* _Task objective_
Please copy the listing starting at the line that has "TARGET = silver bead" and ending after the line that has "[(345, 64)]", swapping "one pin" for "a single pin" and changing nothing else. Give only those lines.

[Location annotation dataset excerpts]
— START —

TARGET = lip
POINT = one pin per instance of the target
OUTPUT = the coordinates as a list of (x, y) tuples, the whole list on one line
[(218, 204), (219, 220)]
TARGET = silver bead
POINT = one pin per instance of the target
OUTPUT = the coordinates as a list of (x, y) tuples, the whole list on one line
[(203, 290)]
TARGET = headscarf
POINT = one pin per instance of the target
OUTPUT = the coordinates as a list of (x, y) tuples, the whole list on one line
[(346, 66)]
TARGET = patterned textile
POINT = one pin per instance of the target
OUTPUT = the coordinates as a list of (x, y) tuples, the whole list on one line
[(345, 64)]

— END —
— START —

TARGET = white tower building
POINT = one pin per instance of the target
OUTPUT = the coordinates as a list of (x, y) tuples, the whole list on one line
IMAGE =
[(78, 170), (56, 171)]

— END —

* _Task answer_
TARGET = silver bead
POINT = a single pin per instance of the target
OUTPUT = the coordinates as a list of (x, y) tuples, the whole list on one line
[(203, 290)]
TARGET = headscarf
POINT = a single pin per instance of the target
OUTPUT = the coordinates as a list of (x, y) tuples, the whole list on one line
[(346, 66)]
TARGET = patterned textile
POINT = a single pin per instance of the target
OUTPUT = the coordinates as a list of (x, y) tuples, the whole list on one line
[(345, 64)]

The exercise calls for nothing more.